SPIKE Wilson took up parachuting just after his eighteenth
birthday.
He jumped twice and was looking forward to the adrenalin rush as the light aircraft took him, two instructors, and a cameraman, skyward for his third jump.
After climbing to 10,000 feet the signal was given to jump.
Spike stepped out onto the footplate next to the doorway, looked down on Pinjarra in north western Australia and gripped the wing as he waited for the others to join him.
Together, the three daredevils launched themselves earthwards, reaching speeds of up to120 mph.
At 3000 feet, all four parachutes opened correctly, but at 500 feet, Spike’s life changed forever.
He passed through a thermal and his parachute collapsed.
Spike was tangled in the ropes and he went into a back spin.
He remembers his instructors shouting at him, telling him not to open his emergency parachute.
Then he heard the chilling message, ‘This is going to hurt,’ and he hit the ground with a sickening thud.
“I landed on my bum,” he said.
Amazingly, he stood up but he was badly winded and he was given mouth to mouth resuscitation to fill his lungs with air while he waited for the ambulance to arrive.
The final result was a broken coccyx, and a compacted spine, with every vertebrae ruptured.
Surgeons inserted bolts through the upper vertebrae, fusing his neck, and Spike remained in traction for the next six months.
His injuries forced him to give up a promising career as an amateur soccer player.

-- AVAILABLE DATA --

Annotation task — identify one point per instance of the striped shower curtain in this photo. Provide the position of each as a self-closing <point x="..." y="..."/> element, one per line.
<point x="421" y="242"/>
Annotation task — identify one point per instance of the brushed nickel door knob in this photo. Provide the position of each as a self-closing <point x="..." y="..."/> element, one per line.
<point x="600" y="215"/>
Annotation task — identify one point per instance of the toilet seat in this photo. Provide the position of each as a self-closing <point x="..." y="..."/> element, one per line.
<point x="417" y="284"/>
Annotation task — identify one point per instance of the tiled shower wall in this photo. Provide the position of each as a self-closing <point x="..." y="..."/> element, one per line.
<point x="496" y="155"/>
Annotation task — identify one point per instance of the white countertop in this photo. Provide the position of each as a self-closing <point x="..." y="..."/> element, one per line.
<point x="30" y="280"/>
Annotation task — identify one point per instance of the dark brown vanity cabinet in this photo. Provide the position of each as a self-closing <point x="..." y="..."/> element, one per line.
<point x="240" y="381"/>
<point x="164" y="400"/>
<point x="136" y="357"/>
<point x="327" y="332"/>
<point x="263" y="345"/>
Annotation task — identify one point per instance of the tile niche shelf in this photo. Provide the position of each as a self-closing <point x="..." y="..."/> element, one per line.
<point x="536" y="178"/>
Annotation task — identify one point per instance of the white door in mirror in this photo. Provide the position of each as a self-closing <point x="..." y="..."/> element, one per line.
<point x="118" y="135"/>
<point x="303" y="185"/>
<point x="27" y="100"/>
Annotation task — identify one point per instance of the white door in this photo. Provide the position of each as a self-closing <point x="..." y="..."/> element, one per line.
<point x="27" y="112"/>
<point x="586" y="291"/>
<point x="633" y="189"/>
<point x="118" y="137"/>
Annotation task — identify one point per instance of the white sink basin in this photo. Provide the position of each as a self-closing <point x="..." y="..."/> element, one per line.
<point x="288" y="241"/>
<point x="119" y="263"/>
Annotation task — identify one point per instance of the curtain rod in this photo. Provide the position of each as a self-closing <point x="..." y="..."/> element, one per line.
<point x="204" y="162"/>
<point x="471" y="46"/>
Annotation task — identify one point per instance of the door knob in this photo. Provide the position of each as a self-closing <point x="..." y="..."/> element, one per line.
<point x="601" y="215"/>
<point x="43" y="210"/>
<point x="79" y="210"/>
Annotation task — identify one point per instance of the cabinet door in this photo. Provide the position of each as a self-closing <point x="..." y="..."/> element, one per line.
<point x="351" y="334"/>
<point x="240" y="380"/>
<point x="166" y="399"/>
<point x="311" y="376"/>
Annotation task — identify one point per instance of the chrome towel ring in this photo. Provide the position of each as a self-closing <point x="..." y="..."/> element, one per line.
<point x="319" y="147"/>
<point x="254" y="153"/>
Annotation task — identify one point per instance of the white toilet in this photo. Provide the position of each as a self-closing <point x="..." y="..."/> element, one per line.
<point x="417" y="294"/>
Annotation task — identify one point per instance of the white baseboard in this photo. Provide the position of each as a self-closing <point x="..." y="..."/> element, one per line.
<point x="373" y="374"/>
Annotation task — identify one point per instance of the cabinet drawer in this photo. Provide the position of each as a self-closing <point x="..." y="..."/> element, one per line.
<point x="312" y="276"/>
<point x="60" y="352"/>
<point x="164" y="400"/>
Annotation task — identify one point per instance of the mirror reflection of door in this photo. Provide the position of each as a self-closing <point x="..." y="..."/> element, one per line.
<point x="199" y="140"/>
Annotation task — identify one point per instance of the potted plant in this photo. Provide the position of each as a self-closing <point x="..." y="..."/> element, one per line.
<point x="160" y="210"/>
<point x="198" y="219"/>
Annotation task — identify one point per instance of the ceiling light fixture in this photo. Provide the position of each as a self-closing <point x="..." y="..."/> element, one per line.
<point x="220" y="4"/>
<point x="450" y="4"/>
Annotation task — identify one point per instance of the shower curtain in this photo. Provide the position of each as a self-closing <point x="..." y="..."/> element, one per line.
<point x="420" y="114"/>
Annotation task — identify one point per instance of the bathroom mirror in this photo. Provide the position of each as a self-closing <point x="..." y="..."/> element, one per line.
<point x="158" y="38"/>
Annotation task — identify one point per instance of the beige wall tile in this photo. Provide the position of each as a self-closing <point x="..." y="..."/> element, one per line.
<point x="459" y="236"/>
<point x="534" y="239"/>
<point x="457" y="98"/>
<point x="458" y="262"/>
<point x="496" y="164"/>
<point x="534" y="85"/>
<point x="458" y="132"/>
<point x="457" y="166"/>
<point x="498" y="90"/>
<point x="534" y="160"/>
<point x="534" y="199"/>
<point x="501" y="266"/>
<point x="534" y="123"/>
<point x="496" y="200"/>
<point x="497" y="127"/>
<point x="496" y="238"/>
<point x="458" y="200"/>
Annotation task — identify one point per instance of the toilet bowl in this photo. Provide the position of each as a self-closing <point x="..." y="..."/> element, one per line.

-- YOUR TASKS --
a) Quote the passage of the parachuting story starting at "After climbing to" and ending at "life changed forever.".
b) Extend the account of Spike Wilson's parachuting accident beyond its final sentence.
The records were drawn from a separate source.

-- EXERCISE ANSWERS --
a)
After climbing to 10,000 feet the signal was given to jump.
Spike stepped out onto the footplate next to the doorway, looked down on Pinjarra in north western Australia and gripped the wing as he waited for the others to join him.
Together, the three daredevils launched themselves earthwards, reaching speeds of up to120 mph.
At 3000 feet, all four parachutes opened correctly, but at 500 feet, Spike’s life changed forever.

b)
He was a midfielder for Cockburn United (now Cockburn City), which was then in the first division and the club was grooming its young footballers for stardom in the professional ranks.
When he got out of hospital, Spike worked in the family’s carpet laying business for a year .
His father sold up and bought a pub, and Spike found the hospitality industry was far less physically demanding and less painful than laying carpets.
Spike found being in charge of the ladies in the pub’s Raunchy Show, was much more fun than laying carpets, but after nine years, it was time to move on.
He still needed regular massages and a warmer climate to ease the pain in his back, so in 1998, Spike moved to Thailand.
“Massages in Thailand were cheaper and the masseuses were much prettier than in Western Australia, so I moved to Khao Sok national park and set up the Freedom Resort,” he said.
Seven good years followed, and then, in 2004, the tsunami struck.
Spike sold the resort and returned to Australia where he worked in a mate’s butcher shop.
One day he was watching the sausage maker churning out sausages, and he thought to himself ‘I could do that’.
He talked to his family about his plans to export sausages to Thailand, and his three-year-old nephew asked him ‘What’s a sausage.’
“They’re like hot dogs,” explained Spike.
“Spikey Dogs,” said the toddler, and the business had a name.
Nine months later, Spike was in Phuket, making his Spikey Dog sausages.
Unable to get pub life out of his system, he bought the Sick Buffalo bar in Patong, specialising in breakfasts and barbeques, which, of course, featured his Spikey Dogs.
“Where did the sausages come from? Has the buffalo died?” quipped a friend.
Now 38, Spike is out of the bar business and is happily making his sausages in a factory in Kathu.
He supplies many of the local restaurants and bars, and he can usually be found in one of his clients’ bars, clutching a cold one and watching his sausages sizzle on the barbie.
But his near-tragic parachute accident didn’t stop him from jumping out of aeroplanes.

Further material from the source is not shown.